=== Given records ===
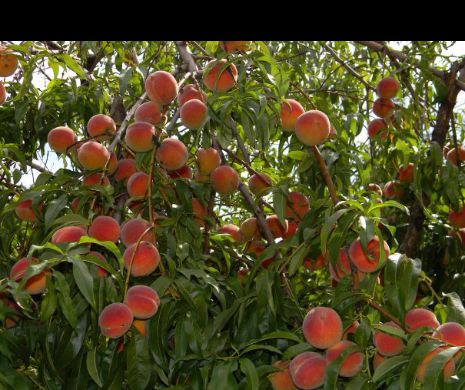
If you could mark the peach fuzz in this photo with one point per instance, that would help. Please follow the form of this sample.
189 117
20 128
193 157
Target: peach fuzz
143 301
35 284
219 82
144 260
93 155
193 114
61 138
419 317
290 110
207 160
352 364
101 126
322 327
115 320
149 112
172 154
312 127
308 370
139 137
225 180
161 87
386 344
369 261
133 229
105 228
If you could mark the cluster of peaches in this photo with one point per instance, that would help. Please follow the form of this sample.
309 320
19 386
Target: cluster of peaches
323 330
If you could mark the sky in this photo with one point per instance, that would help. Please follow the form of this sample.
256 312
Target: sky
51 161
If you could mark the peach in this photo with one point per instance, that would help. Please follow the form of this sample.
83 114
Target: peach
448 369
61 138
194 114
105 228
143 261
149 112
161 87
225 180
125 169
138 185
277 229
322 327
172 154
191 91
139 137
352 364
259 183
143 301
308 370
115 320
93 155
207 160
68 234
233 231
219 78
101 126
419 317
369 261
452 333
383 108
133 229
386 344
312 127
290 110
296 206
387 88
===
Nothing but the pictures may be dropped; output the records above exactly.

**Solution to the problem:**
If you could mark the peach fuzz in this photo with one point per instance, that would help. Please follow the form of this sample.
189 117
20 128
193 157
Target: peach fuzz
143 301
35 284
219 82
144 260
93 155
193 114
61 138
419 317
290 110
207 160
352 364
101 126
322 327
115 320
149 112
172 154
312 127
308 370
139 137
225 180
161 87
386 344
369 261
133 229
105 228
If you could mark the cluster of peaches in this photo with one point per instance, that would help. Please follow the form of this sample.
309 320
19 386
Target: cluster of peaches
323 330
If you could mark the sky in this photo with one point per instance, that would help. Please follow the form of this sample.
256 312
Target: sky
51 161
If you could mark the peach in this photo with one point per instance, that would help. Please follow the form of this sample.
83 114
Target: peach
448 369
61 138
194 114
105 228
143 261
149 112
161 87
225 180
125 169
138 185
277 229
322 327
172 154
191 91
139 137
352 364
259 183
143 301
308 370
115 320
93 155
207 160
68 234
233 231
219 78
101 126
419 317
369 261
452 333
383 108
133 229
386 344
312 127
290 110
296 206
387 88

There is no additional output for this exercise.